[START TEXT PASSAGE]
But what if you could use that interface, and it would transparently use the right indexes when possible? (or even better, generate them when necessary)

Lets say we have the npm registry, and we want to retrieve all the modules written by @substack,
even though substack has written many modules, it is still less than 1% of the registry, so a full scan
would be 99% wasted effort. Lets say that the average registry document is 5k, that is 95000*0.99*5000=470mb of unnecessary reads. 475mb total.

But lets say that we indexed all the maintainers? for simplicity lets say that the average length of both module names and user names is 8 characters. Say we create an index like {username}:{modulename} and index this for every module, 95000*(8+8+1) (1 for the separator) = 1.6mb of index data. but now we just need to read through 1% of the index (since they are ordered by username we can just jump straight to substack) 950*17 = 15200 that is only 15k of unnecessary data.
So, now we only read 15200 + 950*5000 = 4.7mb

Using this index we increase storage requirements by 1.6 mb but increase read perf by 100x.

But what about a more complex query? suppose we want to find modules written by substack that depend (directly) on async? now, a simple way to do this would be scan through the modules written by substack and check whether async is in the deps. Lets say there was a time when substack used async, in 9 modules. 1% of the time. the scan costs us 4.7 mb, like before, but we discarded 99% of it.

Okay, so lets create a filter for this. udm:{username}:{dep}:{module} where module depends on dep
this index is more expensive because it has needs another 9 characters, plus we need a tag to distinguish it from the other indexes. 3+1+3*(8+1) = 29 so this index would need 2.75mb.
how much data would it save us? now we could directly read out the 9 substack modules that use async, 29*9+ 9*5000 = 45k this is 1000 times less! but here is the problem: how do we know we want to perform this query? what if we want to know all the users that depend on optimist? we'd also need a dum:{dep}:{username}:{module} index - and so on, we want our database to be really really fast,
so lets just index every pair of properties twice!

Lets say there are 20 properties on average, how many combinations of 2 properties?
(20!/(2!*(20-2)!) which cancels down to (20*19)/2 = 275), times 2 because we need 2 indexes,
gives us: 550*29 = 15950, that is 3 times the size of the document. if there where 30 properties it would be 40*39*29 = 45240. doubling the size of the document increases the size of the index 3 times,
now 9 times the size of the original document.

Now, at some point, it's better to do a scan than have another index, because the indexes take up too much space, and optimize queries that you never use. Clearly this is dependant on what sort of queries you do in practice, possibly you could have a system that automagically creates indexes when you start to use a query more. maybe even could it know when you have an expensive query?
[END TEXT PASSAGE]
[START DATA PROVIDED]
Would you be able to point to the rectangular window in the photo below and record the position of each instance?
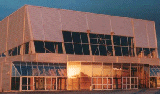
(76, 37)
(78, 49)
(116, 40)
(85, 49)
(118, 51)
(39, 46)
(26, 48)
(69, 48)
(95, 49)
(49, 47)
(67, 36)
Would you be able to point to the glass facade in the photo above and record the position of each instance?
(83, 76)
(38, 76)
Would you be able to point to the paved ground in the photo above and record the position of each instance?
(139, 91)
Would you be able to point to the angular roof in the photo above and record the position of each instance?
(46, 24)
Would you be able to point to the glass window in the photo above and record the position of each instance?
(69, 48)
(78, 49)
(26, 47)
(109, 51)
(76, 37)
(107, 69)
(93, 41)
(125, 51)
(39, 46)
(14, 51)
(118, 51)
(67, 36)
(124, 41)
(102, 49)
(85, 49)
(60, 48)
(84, 37)
(116, 40)
(15, 83)
(95, 49)
(50, 47)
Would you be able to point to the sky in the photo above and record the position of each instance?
(140, 9)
[END DATA PROVIDED]
▶ _TASKS TO CARRY OUT_:
**A.** According to the passage on database indexes, by what factor does the username-to-module index improve read performance?
**B.** From the passage on database indexes, extract verbatim the span that begins at the words "Lets say there are" and stops after the words "an expensive query?".
The rows above come from a source separate from the passage.

▶ _EXPECTED OUTPUTS_:
**A.** By 100 times.

**B.**
Lets say there are 20 properties on average, how many combinations of 2 properties?
(20!/(2!*(20-2)!) which cancels down to (20*19)/2 = 275), times 2 because we need 2 indexes,
gives us: 550*29 = 15950, that is 3 times the size of the document. if there where 30 properties it would be 40*39*29 = 45240. doubling the size of the document increases the size of the index 3 times,
now 9 times the size of the original document.

Now, at some point, it's better to do a scan than have another index, because the indexes take up too much space, and optimize queries that you never use. Clearly this is dependant on what sort of queries you do in practice, possibly you could have a system that automagically creates indexes when you start to use a query more. maybe even could it know when you have an expensive query?